> **EXERCISE DETAILS**:
Go through the data and retrieve each line that includes the string "task".

> **EXCERPTED DATA**:
-- -- --

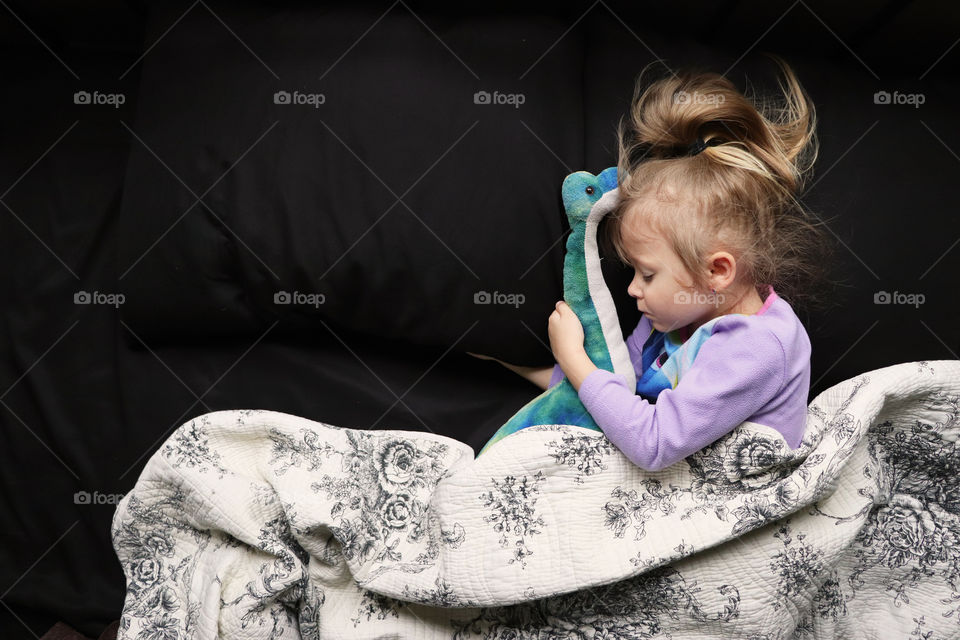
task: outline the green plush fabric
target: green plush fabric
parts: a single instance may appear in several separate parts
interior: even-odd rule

-- -- --

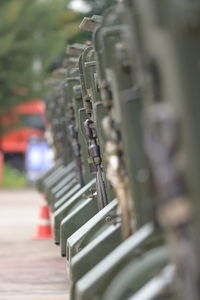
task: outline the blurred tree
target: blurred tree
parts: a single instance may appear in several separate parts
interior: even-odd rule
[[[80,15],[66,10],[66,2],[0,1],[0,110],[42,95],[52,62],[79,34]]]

-- -- --

> **OUTPUT BELOW**:
task: outline the green plush fabric
task: outline the blurred tree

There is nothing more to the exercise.